Text under study -
┌────────

WESTBROOK, Maine — At this phase of the COVID-19 pandemic, it’s hard to imagine being a child. Schools have shuttered, activities have come to a halt and birthday parties are celebrated by friends passing by your house in honking cars. Millions of kids are waking each day to parents struggling to work from home and helping them with online classes while still making sure there is food on the table.
But despite these challenging times, families in Westbrook can feed their children thanks to the dedicated school nutrition staff. “We are providing kids with breakfast and lunch for seven days a week using USDA's Summer Food Service Program,” said Mary Emerson, the Westbrook School Nutrition Director.
“In the month of March, we served 6,953 breakfast meals and 7,613 lunch meals with this program.” That’s a total of 14,566 meals in approximately two weeks.
As of right now, Emerson says her team is serving about 10,000 meals every week.

└────────

Data excerpt -
┌────────

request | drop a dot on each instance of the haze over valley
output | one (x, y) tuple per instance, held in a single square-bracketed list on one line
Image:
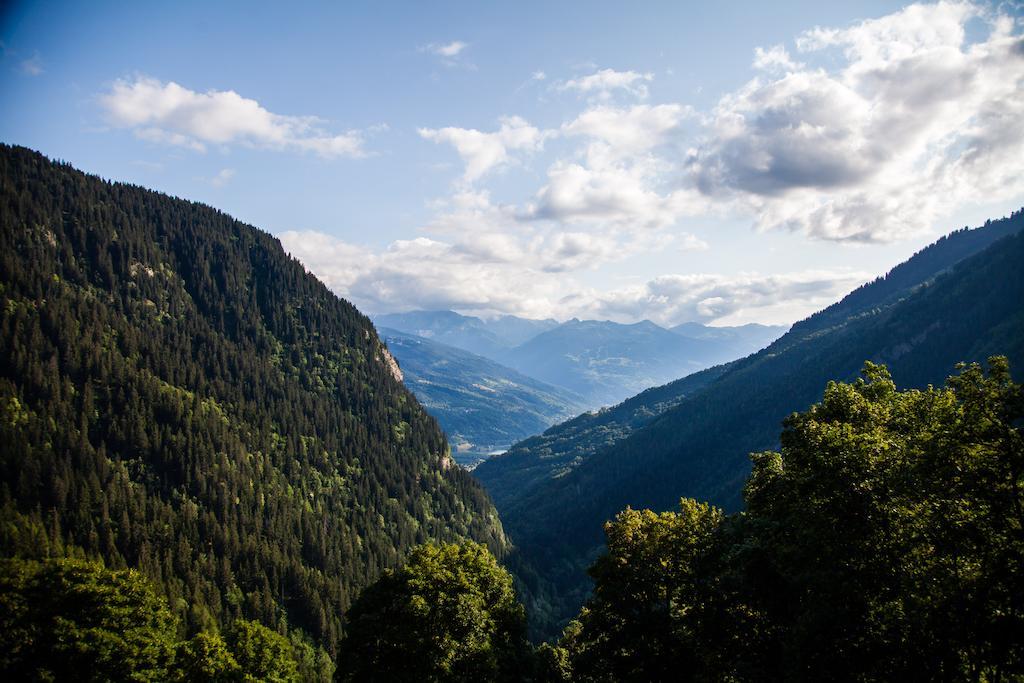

└────────

What to work on -
Continue the news article about Westbrook's school meal service during the COVID-19 pandemic, picking up after its final sentence.

Response -
Emerson said 64% of students in Westbrook qualify for free or reduced lunch during the school year. To meet the children’s needs, the district immediately sprung to action when schools closed on March 16 to provide meals for all students.
Last Friday, the nutrition team prepared and sent out 3,222 meals. This includes lunch and breakfast for the weekend and Monday’s breakfast. Emerson said that’s a lot of meals to prepare in one day, and she is grateful for her hardworking staff.
Parents can pick up the meals Monday through Friday from 11 a.m.-1 p.m. at the WRVC bus loop on Vocational Drive in Westbrook. To ensure the safety of all involved, the staff asks that you remain in your car. If you are unable to pick up the kids' meals, the school offers delivery. To learn about the nutrition program click here: www.westbrookschools.org
“Thank you to our amazing school nutrition department for preparing meals,” said Peter Lancia, Superintendent of Westbrook Schools. “I am pleased to say that our meal distribution program is considered an essential service and will continue.”
Jennifer Brooks, Principal of Congin School in Westbrook, said, “Lunches and breakfasts are available to all school-aged children under the age of 18, no questions asked.”
None of us will ever forget COVID-19. It has forced us to rewrite the basic way we live our daily lives. Thankfully, stories like these will give us hope and a sense of togetherness in a time when many are struggling alone. “We share a special relationship that shines through even in tough times,” said Dr. Lancia.